EXERCISE SET -
a – List every country named in the Asian markets report.
b – Write the next part of the Asian markets report, picking up after its final sentence.

The MSCI Asia Pacific Index rose for a fourth consecutive day, led by Japan and Taiwan. Japanese shares gained after Bank of Japan Governor Kazuo Ueda avoided hinting at a potential interest rate hike. European markets were mostly closed for the Christmas break, while U.S. trading resumed.

Equity investors are hoping for a “Santa Claus Rally,” where stocks typically rise during the final days of the year and into the new year. This rally began on Tuesday.

Analysts expects Asian markets to continue climbing, driven by momentum from the pre-Christmas period and the weaker yen, which supports Japanese stocks. Retail company stocks rose thanks to a new tourism agreement between Japan and China, where the two countries worked to improve their relations by easing visa regulations for Chinese tourists.

Bank of Japan Governor Ueda’s comments on keeping rates unchanged kept the yen weaker. Chinese computing stocks gained after the government announced plans to include the sector in local government bonds.

Point placement records
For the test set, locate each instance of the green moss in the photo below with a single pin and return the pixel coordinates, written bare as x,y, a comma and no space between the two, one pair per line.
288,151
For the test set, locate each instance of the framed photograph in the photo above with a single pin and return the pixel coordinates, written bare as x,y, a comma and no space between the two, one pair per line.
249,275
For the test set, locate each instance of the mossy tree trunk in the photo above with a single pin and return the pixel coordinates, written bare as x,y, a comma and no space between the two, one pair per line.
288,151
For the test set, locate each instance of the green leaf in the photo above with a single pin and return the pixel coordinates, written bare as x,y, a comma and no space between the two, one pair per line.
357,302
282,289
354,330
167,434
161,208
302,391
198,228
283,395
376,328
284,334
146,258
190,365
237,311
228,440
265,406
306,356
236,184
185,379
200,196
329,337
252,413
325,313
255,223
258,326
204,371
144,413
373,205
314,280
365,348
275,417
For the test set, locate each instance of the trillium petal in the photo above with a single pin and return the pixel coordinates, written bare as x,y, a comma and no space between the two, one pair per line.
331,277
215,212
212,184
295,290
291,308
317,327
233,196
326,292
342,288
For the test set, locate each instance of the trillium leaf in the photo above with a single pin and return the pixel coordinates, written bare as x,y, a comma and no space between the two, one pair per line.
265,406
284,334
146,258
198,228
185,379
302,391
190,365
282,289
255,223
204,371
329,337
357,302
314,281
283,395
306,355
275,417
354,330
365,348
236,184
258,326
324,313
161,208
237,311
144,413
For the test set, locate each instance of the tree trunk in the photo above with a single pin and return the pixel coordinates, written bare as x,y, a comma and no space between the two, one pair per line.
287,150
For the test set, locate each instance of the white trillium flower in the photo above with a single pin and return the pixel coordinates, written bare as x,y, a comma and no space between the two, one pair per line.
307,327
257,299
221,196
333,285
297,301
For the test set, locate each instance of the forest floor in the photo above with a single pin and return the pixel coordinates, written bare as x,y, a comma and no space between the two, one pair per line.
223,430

RESPONSES FOR EACH TASK -
a – Japan, Taiwan, China, U.S.

b –
U.S. Treasury 10-year yields rose to 4.61%, ahead of a $44 billion bond auction. The dollar moved unevenly against other major currencies.

The S&P 500 has historically performed well during the “Santa Claus Rally,” with average returns of 1.3%. The index closed 1.1% higher on Tuesday, continuing its 27% gain for the year. The Nasdaq 100 rose 1.4%, and the Dow Jones added 0.9%. note that large tech stocks remain the main drivers.

In commodities, oil prices held steady after gains on Tuesday, influenced by China’s stimulus efforts and expectations for U.S. stockpile changes.